TASK BRIEF: Reproduce all the material verbatim, down to the last line.

STUDY MATERIAL:
..............................
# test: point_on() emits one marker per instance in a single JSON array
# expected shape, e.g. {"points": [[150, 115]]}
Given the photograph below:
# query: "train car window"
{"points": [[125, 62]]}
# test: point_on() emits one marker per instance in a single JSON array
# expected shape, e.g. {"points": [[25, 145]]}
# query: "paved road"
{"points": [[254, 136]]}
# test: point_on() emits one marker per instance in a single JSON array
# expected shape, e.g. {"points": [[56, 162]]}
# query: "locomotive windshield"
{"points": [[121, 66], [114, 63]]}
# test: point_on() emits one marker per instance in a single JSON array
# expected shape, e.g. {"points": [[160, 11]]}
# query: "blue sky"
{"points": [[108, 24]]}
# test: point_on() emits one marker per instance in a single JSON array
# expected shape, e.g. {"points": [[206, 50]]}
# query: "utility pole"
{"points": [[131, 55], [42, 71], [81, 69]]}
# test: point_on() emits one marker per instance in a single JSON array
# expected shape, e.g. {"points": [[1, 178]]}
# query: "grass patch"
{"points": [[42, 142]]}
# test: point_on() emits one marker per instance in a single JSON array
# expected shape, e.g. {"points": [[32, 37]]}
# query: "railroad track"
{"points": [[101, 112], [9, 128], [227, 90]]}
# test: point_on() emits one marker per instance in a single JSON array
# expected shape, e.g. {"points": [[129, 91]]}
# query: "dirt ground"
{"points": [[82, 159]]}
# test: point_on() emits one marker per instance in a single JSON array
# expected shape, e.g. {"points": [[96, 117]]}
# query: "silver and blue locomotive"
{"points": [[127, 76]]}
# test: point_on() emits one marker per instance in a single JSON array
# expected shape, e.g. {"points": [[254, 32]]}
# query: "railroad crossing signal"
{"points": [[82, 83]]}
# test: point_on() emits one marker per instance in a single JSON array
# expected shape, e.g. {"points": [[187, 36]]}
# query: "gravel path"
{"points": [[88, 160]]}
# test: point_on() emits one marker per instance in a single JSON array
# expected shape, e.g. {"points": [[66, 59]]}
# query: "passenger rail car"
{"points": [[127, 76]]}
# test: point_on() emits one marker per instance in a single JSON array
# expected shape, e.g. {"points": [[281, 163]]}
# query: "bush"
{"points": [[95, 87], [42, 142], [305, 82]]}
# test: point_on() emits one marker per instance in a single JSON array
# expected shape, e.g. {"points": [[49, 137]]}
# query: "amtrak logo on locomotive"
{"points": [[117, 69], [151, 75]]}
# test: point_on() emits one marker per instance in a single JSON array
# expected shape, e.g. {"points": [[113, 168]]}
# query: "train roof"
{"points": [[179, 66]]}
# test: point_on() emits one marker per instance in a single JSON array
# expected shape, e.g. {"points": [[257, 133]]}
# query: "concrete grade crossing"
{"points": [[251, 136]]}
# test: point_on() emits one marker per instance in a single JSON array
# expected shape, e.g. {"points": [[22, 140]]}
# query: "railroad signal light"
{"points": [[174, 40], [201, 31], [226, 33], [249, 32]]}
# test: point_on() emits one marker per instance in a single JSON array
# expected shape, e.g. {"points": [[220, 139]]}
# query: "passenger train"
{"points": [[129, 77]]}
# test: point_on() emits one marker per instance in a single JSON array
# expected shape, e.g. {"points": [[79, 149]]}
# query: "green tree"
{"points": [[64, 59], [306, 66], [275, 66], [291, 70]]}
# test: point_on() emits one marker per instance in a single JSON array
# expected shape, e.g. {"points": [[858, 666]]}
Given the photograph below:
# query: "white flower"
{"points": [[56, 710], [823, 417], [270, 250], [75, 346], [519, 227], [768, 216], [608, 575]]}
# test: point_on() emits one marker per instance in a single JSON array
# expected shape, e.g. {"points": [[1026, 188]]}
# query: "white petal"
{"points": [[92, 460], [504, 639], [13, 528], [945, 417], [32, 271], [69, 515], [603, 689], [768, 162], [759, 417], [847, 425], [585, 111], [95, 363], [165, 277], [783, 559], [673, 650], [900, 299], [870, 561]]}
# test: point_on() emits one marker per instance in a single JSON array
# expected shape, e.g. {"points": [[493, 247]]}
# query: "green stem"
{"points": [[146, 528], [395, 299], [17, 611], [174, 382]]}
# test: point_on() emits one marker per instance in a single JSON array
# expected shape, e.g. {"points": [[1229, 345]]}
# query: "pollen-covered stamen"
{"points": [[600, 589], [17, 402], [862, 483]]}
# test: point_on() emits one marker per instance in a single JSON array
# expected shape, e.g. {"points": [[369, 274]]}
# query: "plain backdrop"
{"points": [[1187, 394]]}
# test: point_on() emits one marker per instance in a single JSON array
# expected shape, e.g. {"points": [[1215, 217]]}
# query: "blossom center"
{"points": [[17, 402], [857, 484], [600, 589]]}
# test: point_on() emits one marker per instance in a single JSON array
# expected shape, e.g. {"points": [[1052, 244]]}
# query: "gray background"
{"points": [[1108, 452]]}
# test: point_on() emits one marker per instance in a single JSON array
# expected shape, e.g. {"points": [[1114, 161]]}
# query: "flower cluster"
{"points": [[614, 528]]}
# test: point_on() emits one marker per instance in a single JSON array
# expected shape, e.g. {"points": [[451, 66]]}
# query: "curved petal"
..............................
PROBLEM SOLUTION:
# test: point_on() emits one marker per instance in a single JSON array
# expected shape, e.g. {"points": [[150, 115]]}
Given the photograph below:
# query: "train car window"
{"points": [[125, 62]]}
# test: point_on() emits one marker per instance in a single JSON array
# expected shape, e.g. {"points": [[25, 145]]}
# query: "paved road"
{"points": [[254, 136]]}
# test: point_on() emits one marker per instance in a single JSON array
# expected shape, e.g. {"points": [[56, 162]]}
# query: "locomotive windshield"
{"points": [[121, 66], [114, 63]]}
# test: point_on() emits one marker per instance in a single JSON array
# expected shape, e.g. {"points": [[160, 11]]}
# query: "blue sky"
{"points": [[108, 24]]}
# test: point_on() emits one marker per instance in a single JSON array
# expected shape, e.g. {"points": [[206, 50]]}
# query: "utility pole"
{"points": [[131, 55], [42, 71], [81, 69]]}
# test: point_on() emits one marker per instance in a single JSON array
# expected shape, e.g. {"points": [[1, 178]]}
# query: "grass patch"
{"points": [[42, 142]]}
# test: point_on() emits one marker per instance in a single JSON array
# expected shape, e.g. {"points": [[32, 37]]}
# query: "railroad track"
{"points": [[101, 112], [9, 128], [227, 90]]}
# test: point_on() emits one marker per instance in a single JSON array
# expected shape, e.g. {"points": [[129, 91]]}
# query: "dirt ground"
{"points": [[82, 159]]}
# test: point_on() emits one marker per instance in a single JSON array
# expected shape, e.g. {"points": [[96, 117]]}
# query: "silver and blue locomotive"
{"points": [[127, 76]]}
# test: point_on() emits one marker per instance in a single JSON array
# expected shape, e.g. {"points": [[254, 32]]}
# query: "railroad crossing signal"
{"points": [[82, 83]]}
# test: point_on() emits one marker per instance in a single JSON array
# expected shape, e.g. {"points": [[187, 36]]}
# query: "gravel path"
{"points": [[88, 160]]}
# test: point_on() emits one marker per instance in a single JSON array
# expected shape, e.g. {"points": [[66, 59]]}
# query: "passenger rail car"
{"points": [[127, 76]]}
# test: point_on() emits one marker per instance in a single JSON array
# expected shape, e.g. {"points": [[281, 163]]}
# query: "bush"
{"points": [[95, 87], [42, 142], [305, 82]]}
# test: point_on() emits one marker per instance in a single JSON array
# expected shape, e.g. {"points": [[49, 137]]}
# query: "amtrak logo on locomotive"
{"points": [[117, 69], [151, 75]]}
# test: point_on() emits one marker per instance in a single JSON array
# expected shape, e.g. {"points": [[113, 168]]}
# query: "train roof"
{"points": [[179, 66]]}
# test: point_on() emits one marker per instance in a single JSON array
# expected shape, e.g. {"points": [[257, 133]]}
# query: "concrete grade crossing"
{"points": [[251, 136]]}
# test: point_on() emits one marker per instance in a single JSON array
# expected shape, e.g. {"points": [[22, 140]]}
# query: "railroad signal light"
{"points": [[174, 40], [201, 31], [226, 33], [249, 32]]}
# test: point_on() emits one marker per instance in a single JSON array
# expected shape, e.g. {"points": [[220, 139]]}
# query: "passenger train"
{"points": [[129, 77]]}
# test: point_on() emits one marker per instance in a single JSON array
# expected shape, e.g. {"points": [[79, 149]]}
# query: "green tree"
{"points": [[64, 59], [306, 66], [275, 66], [291, 70]]}
# test: point_on() emits one marker per instance in a single JSON array
# expected shape, e.g. {"points": [[858, 666]]}
Given the photograph below:
# query: "white flower"
{"points": [[56, 710], [823, 417], [270, 250], [75, 346], [519, 227], [768, 216], [608, 575]]}
# test: point_on() emits one marker per instance in a single JSON array
# expected shape, e.g. {"points": [[1026, 188]]}
# query: "white petal"
{"points": [[92, 460], [504, 639], [13, 528], [945, 417], [32, 271], [69, 515], [603, 689], [768, 162], [759, 417], [847, 425], [585, 111], [95, 363], [165, 277], [783, 559], [673, 650], [900, 299], [870, 561]]}
# test: point_on() emits one marker per instance in a single JSON array
# expected shape, e.g. {"points": [[493, 247]]}
# query: "green stem"
{"points": [[146, 528], [395, 299], [17, 611], [174, 382]]}
# test: point_on() emits one marker per instance in a single JSON array
# expected shape, e.g. {"points": [[1229, 345]]}
# query: "pollen-covered stamen"
{"points": [[600, 589], [17, 402], [862, 483]]}
# test: point_on() emits one marker per instance in a single JSON array
# expected shape, e.g. {"points": [[369, 274]]}
# query: "plain backdrop"
{"points": [[1187, 394]]}
# test: point_on() emits one marker per instance in a single JSON array
# expected shape, e.g. {"points": [[1215, 217]]}
# query: "blossom center"
{"points": [[17, 402], [857, 484], [600, 589]]}
# test: point_on() emits one marker per instance in a single JSON array
# expected shape, e.g. {"points": [[1052, 244]]}
# query: "gray background"
{"points": [[1108, 452]]}
# test: point_on() emits one marker per instance in a single JSON array
# expected shape, e.g. {"points": [[1114, 161]]}
# query: "flower cluster"
{"points": [[614, 528]]}
# test: point_on() emits one marker per instance in a single JSON array
# expected shape, e.g. {"points": [[451, 66]]}
# query: "curved petal"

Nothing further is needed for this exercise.